Keep only the lines that hold the string "utility", filtering out the rest of the entries below.
━━━━━ INPUT FOR THIS TASK ━━━━━
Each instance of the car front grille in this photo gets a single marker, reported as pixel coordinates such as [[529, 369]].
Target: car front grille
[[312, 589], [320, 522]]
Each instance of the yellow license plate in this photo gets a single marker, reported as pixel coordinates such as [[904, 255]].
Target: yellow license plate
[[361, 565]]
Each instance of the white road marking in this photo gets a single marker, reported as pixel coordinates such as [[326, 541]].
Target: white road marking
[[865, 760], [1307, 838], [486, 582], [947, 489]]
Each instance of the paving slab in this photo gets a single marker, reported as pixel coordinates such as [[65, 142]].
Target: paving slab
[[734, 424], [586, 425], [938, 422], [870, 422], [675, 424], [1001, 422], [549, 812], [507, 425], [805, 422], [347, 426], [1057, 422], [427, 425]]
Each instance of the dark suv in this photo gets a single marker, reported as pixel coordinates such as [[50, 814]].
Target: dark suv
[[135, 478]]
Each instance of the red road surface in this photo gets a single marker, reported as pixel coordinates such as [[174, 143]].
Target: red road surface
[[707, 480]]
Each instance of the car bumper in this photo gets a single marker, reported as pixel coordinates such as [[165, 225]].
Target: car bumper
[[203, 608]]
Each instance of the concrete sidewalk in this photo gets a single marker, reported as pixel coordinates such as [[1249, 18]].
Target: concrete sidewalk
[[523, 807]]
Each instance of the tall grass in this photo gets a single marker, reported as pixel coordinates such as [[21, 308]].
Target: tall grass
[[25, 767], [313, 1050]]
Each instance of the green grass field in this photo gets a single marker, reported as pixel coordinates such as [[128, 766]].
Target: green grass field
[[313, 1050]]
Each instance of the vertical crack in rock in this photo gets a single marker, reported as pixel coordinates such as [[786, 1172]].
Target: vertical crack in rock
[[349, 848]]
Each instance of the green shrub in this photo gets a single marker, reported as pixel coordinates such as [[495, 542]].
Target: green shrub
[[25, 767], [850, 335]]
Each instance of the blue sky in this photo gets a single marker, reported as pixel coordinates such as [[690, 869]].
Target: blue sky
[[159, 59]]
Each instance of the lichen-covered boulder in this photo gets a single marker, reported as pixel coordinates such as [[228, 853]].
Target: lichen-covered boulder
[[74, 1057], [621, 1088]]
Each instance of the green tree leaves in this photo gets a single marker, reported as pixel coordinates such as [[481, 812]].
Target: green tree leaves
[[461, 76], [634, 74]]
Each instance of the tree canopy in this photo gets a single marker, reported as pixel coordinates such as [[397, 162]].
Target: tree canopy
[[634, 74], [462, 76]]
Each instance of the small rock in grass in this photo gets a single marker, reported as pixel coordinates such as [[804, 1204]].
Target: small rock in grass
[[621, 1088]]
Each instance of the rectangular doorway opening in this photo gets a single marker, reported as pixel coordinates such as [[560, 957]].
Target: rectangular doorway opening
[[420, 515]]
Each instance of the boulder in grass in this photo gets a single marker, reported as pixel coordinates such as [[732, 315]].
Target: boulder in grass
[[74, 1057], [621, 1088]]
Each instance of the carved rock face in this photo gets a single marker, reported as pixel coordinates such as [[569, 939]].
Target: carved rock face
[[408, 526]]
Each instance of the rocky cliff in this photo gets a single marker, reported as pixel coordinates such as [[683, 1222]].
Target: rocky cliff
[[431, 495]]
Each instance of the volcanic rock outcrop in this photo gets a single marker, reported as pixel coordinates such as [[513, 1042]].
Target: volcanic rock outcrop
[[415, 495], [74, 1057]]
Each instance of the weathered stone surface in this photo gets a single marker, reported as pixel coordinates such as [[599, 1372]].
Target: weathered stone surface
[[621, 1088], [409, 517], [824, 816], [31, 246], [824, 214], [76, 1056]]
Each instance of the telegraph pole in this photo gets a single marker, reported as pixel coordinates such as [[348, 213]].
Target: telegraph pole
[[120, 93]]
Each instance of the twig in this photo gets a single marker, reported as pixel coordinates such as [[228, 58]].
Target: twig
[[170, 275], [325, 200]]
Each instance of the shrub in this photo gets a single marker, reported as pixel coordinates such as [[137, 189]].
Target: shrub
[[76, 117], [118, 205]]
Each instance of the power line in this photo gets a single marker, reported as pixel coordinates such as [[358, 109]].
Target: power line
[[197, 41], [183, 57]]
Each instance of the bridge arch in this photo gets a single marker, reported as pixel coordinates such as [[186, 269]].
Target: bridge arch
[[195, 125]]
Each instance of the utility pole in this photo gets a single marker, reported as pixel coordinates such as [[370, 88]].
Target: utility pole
━━━━━
◆ **RESPONSE**
Each instance of the utility pole in this photo gets a single marker, reported as pixel coordinates such as [[370, 88]].
Target: utility pole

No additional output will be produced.